TAREFAS
1) Diga se cada frase concorda com o texto sobre a Globo e a identidade nacional: (a) o grupo Marinho tem ligação direta com o grupo Time-Life; (b) com a chegada da nova emissora, o teatro ganharia mais espaço; (c) o autor acha que Luciano Huck pode dar uma grande contribuição ao Brasil. Responda sim ou não e cite as palavras do texto que decidem cada caso.
2) Retome o texto sobre a Globo e a identidade nacional a partir do ponto em que ele para.

TRECHO DO TEXTO
+--

Tá bom. Que tipo de contribuição um tipo como Luciano Huck
pode dar ao Brasil? Nenhuma, acredito: ele não vive no Brasil senão
geograficamente. O mesmo podemos dizer sobre todos os famosos, essa récua de
iletrados e descerebrados que vivem “acontecendo” em espaços escusos da mídia,
espaços estes que ocupam a quase totalidade das primeiras páginas de
publicações misturando alhos com bugalhos, de forma a fazer parecer que tudo é
ocasional e passageiro, que não existe uma concretude no país, na comunidade,
que não temos real liderança política, estabelecendo a “lei do vazio social”, a
partir da qual o Brasil é apenas um lugar. Isso começou quando a Globo assumiu
o comando das ‘”comunicações”, beneficiada pelo Império – o grupo Marinho tem
vínculo direto com o grupo Time-Life, potência de imprensa com sede no
Rockfeller Center, NY. O difícil é entender como uma emissora de TV ganhou,
desde sua entrada no ar, o poder que ganhou. Estratégia de programação? Claro,
seguramente. Melhor equipamento? Claro, sem dúvida. Melhor cast? Claro, e isso
tem uma razão especial. E isso pede um enter. Enter.
É que a partir da prática já consagrada de telenovelas como O
Direito de Nascer e seus resultados sobre a mente coletiva brasileira, e porque
o teatro iria ter restrições de espaço maiores com a chegada da nova emissora,
a telenovela passou a grande objetivo de horário nobre, tanto pela alienação
que proporcionava em benefício do sossego do poder constituído, então já
militarizado, como pelo incremento comercial que traria retorno pesado,
enchendo as burras da empresa... e eis diante do Brasil um novo aparelho
montado para trabalhar pelo fim definitivo da identidade nacional. Com a adesão
do público televisivo, todos caindo nos braços da nova paixão, o brasileiro
perdeu sua identidade e se desfiliou de sua relação com a pátria. O que é
pátria hoje? Essa “juventude” de boné saberá dizer qualquer coisa sobre
qualquer coisa? Você mesmo, que pode ter uma formação melhor um pouco, talvez
hesite caso lhe perguntem como você entende o Brasil e o que é pátria...

+--

TRECHOS DOS DADOS
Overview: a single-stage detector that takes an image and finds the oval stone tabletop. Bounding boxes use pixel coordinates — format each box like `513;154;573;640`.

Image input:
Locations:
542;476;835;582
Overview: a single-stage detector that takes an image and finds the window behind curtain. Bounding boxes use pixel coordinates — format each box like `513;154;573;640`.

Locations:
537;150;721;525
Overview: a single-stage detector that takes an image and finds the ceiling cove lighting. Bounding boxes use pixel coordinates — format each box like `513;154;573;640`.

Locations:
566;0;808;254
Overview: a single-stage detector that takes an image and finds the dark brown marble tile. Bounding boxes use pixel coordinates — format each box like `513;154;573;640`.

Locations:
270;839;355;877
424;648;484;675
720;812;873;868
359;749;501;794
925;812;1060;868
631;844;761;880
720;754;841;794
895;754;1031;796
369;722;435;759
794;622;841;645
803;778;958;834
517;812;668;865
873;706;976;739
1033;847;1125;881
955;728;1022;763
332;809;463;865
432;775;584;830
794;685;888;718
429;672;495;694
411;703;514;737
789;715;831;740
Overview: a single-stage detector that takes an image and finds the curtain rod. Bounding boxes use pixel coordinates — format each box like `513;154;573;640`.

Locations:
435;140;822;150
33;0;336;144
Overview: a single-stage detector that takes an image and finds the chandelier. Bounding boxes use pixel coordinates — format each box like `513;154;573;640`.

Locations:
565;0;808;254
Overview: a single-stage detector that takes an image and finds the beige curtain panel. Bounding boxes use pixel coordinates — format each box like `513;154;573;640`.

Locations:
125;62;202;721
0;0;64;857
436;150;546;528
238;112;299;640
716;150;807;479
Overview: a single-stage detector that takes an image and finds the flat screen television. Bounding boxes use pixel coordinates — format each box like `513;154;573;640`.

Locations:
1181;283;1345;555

+--

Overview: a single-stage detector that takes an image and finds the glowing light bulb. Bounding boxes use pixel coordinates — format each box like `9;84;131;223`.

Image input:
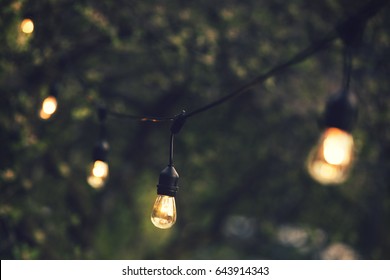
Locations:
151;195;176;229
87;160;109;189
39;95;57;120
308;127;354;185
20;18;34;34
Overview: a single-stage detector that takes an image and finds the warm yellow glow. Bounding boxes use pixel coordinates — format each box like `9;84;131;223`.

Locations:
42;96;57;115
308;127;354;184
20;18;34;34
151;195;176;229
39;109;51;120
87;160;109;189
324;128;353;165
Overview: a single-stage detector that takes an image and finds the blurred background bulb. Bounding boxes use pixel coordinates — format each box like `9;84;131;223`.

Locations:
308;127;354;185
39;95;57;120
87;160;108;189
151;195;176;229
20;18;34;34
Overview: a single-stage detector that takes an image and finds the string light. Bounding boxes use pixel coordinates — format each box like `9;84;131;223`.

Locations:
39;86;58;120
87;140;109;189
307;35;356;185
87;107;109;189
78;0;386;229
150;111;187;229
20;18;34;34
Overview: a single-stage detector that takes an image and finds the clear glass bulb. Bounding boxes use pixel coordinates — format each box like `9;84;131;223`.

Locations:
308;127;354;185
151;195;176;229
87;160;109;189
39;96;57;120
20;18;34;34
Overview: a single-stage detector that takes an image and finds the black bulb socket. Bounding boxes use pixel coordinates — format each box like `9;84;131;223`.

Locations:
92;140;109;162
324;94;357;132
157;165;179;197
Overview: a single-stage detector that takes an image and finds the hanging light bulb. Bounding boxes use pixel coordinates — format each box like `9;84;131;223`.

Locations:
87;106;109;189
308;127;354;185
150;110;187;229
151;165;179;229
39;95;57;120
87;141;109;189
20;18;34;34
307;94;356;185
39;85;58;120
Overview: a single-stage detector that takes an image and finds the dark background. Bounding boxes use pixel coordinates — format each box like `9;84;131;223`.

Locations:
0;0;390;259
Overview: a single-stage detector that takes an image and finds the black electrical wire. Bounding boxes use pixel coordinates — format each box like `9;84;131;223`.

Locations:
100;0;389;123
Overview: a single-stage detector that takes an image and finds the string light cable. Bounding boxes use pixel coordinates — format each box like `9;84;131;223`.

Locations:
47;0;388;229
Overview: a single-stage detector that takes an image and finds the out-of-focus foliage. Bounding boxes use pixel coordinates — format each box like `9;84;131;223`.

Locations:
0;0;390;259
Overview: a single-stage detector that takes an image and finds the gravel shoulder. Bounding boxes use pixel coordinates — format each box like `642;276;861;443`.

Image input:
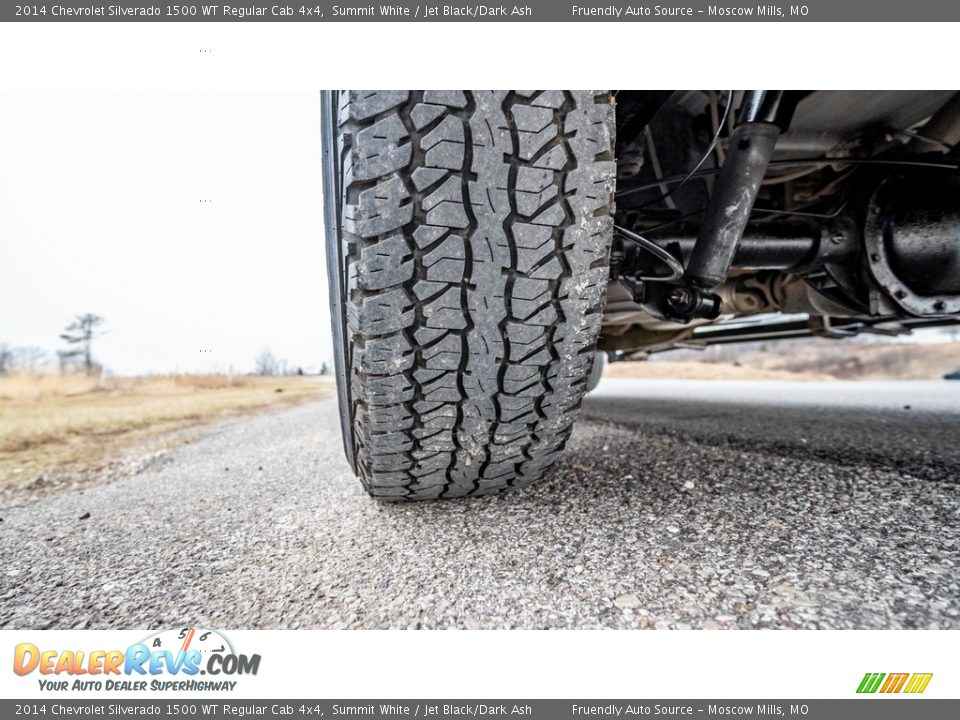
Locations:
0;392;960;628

+--

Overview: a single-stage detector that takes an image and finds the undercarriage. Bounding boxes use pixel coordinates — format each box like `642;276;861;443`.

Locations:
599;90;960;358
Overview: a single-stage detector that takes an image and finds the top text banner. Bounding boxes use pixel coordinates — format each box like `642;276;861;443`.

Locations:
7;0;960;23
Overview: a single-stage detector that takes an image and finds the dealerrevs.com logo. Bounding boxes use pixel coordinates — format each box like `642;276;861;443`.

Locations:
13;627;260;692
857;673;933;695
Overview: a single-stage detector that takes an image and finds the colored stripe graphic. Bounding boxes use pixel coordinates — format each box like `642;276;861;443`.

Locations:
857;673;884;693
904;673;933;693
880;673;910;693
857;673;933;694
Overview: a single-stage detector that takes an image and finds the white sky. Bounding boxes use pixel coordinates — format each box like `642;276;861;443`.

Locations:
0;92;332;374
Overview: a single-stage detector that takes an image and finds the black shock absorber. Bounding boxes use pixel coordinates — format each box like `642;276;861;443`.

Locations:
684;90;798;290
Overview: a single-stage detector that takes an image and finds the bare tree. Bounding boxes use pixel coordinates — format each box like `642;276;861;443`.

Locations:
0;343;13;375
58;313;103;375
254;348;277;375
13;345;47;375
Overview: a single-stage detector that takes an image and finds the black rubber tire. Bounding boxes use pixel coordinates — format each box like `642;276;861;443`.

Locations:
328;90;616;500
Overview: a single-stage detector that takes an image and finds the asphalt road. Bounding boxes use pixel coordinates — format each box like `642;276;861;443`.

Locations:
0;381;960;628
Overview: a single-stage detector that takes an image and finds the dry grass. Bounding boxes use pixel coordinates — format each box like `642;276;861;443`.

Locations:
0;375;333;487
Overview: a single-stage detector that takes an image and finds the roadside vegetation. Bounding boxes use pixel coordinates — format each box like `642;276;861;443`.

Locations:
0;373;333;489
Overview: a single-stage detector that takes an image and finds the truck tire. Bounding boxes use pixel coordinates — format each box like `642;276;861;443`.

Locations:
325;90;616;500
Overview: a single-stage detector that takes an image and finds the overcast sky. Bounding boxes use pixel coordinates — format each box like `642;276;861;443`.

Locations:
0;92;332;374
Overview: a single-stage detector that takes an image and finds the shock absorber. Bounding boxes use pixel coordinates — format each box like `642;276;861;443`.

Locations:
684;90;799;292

+--

RESPOSTAS ESCRITAS
1)
(a) Sim: "o grupo Marinho tem vínculo direto com o grupo Time-Life".
(b) Não: "o teatro iria ter restrições de espaço maiores com a chegada da nova emissora".
(c) Não: "Nenhuma, acredito".

2)
simplesmente porque são valores COMPLETAMENTE VARRIDOS DE NOSSAS VIDAS, para
que fiquem em cena diariamente mastodontes mentais com sorrisos perfeitos e
mentes vazias, sem contar que os espíritos que os habitam possam ser os de salteadores
ou cafres de outrora. E se a pátria não existe no íntimo dos brasileiros, ela
não existe como fato. A pátria é um sentimento somado. E a macacada que pisa o
solo brasileiro hoje, que nem brasileiro mais vem a ser, tal a
descaracterização de todos os nossos conteúdos e instituições, não tem idéia de
mais nada a não ser de saciar desejos imediatos, ter e consumir. Consumir,
inclusive, e crescentemente, drogas, vide o crescimento do consumo de crack. A
desgraça é tal que possibilitou que uma quadrilha de bandidos esteja no comando
do que se chamou de país e hoje é apenas lugar amaldiçoado. Pois quer saber de
uma coisa que escapa a simplesmente todo mundo? Prossiga lendo. Enter final.
A música, reduzida às mais regressivas e patogênicas formas,
é um sintoma de nosso fim, do fim do caminho que percorríamos com esperança de
chegar a melhores condições como país e como comunidade humana. Um país que
cultua o que há de mais abjeto, hediondo e desgraçante sonoramente não pode
encontrar nada para seu destino que não o inferno social. Vemos crescer
assustadoramente o número de veículos propagando som em alturas infernais, e o
que toca nesses vetores do mal? Claro, não seria Villa Lobos ou Tom Jobim...
Toca o que há de mais bastardo e miserável, sonoridades demoníacas em volume
ensurdecedor. Esses energúmenos trafegam emitindo essa monstruosidade como quem
espalha o câncer com prazer. Eles se odeiam, odeiam o mundo, mas não entendem
isso direito. Então só fazem retransmitir sua miséria íntima de forma a fazer
com que pareça ao mundo que existem, porque eles mesmos se impõem esse horror
sonoro como que para se convencerem de estar vivos e de propalar isso. Mas está
aí a metáfora do horror: isso rima com a corrupção desenfreada que nos devasta.
Se você puser Mozart no som do carro e sair tocando isso por aí é capaz de sofrer
até apedrejamento. É como disse Kon Fu Tsé, vulgarmente conhecido aqui pela
alcunha de Confúcio: Se deseja saber se o governo de um país é bom, verifique a
música desse país e terá a resposta. Já fomos o país de VillaLobos e Tom Jobim.
Hoje, somos do Teló. E viva Santo Expedito! Oremos. Bye, babes!